** Begin TASK INPUT **
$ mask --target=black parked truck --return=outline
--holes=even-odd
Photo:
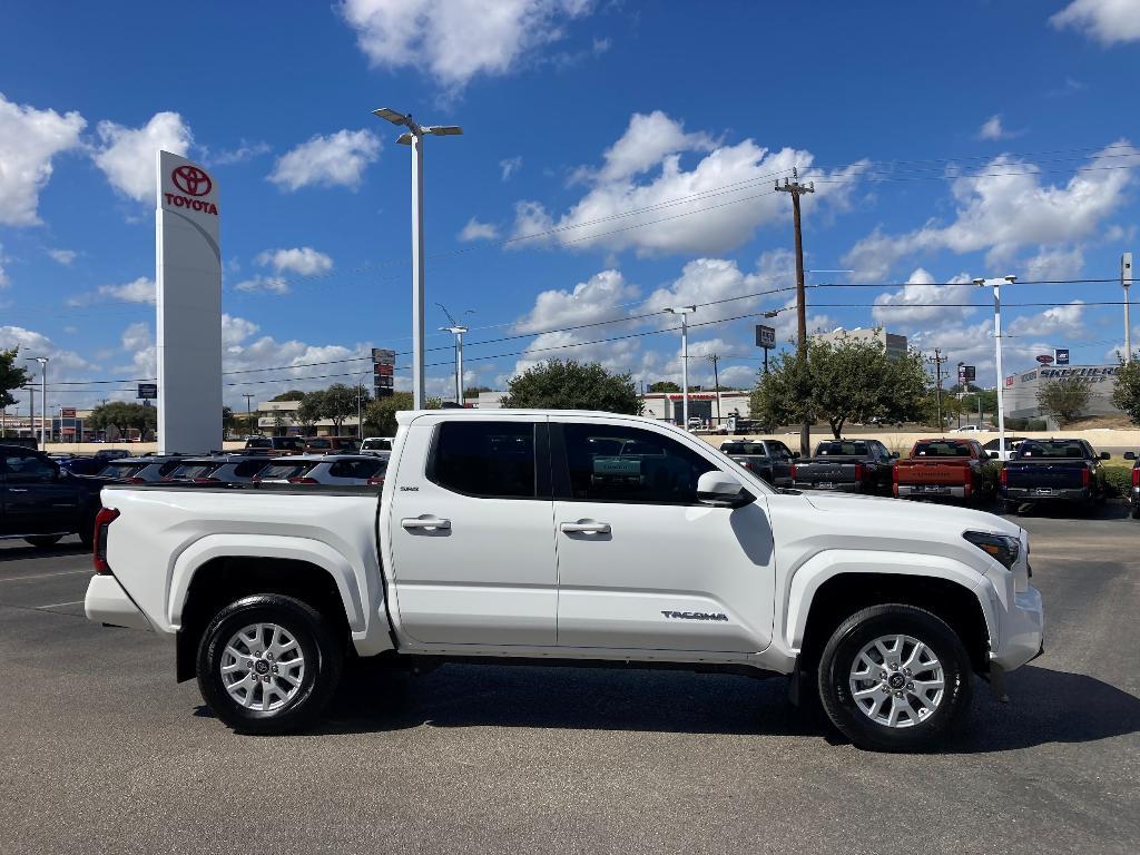
[[[73,475],[41,451],[0,445],[0,539],[48,547],[79,535],[90,548],[99,490],[112,482]]]
[[[832,439],[791,465],[792,487],[889,496],[897,454],[877,439]]]
[[[1112,455],[1097,454],[1083,439],[1027,439],[1002,467],[997,495],[1003,511],[1024,504],[1067,504],[1083,508],[1105,500],[1100,465]]]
** End TASK INPUT **
**WHAT THE TASK ASKS**
Write out the material above word for word, omitting the picture.

**COMPLETE RESPONSE**
$ mask --target=black parked truck --return=outline
--holes=even-odd
Photo:
[[[73,475],[41,451],[0,445],[0,539],[48,547],[79,535],[90,548],[99,490],[112,482]]]
[[[832,439],[791,465],[792,487],[889,496],[897,454],[877,439]]]
[[[1112,455],[1097,454],[1083,439],[1027,439],[1002,467],[997,495],[1003,511],[1024,504],[1067,504],[1083,508],[1105,500],[1100,465]]]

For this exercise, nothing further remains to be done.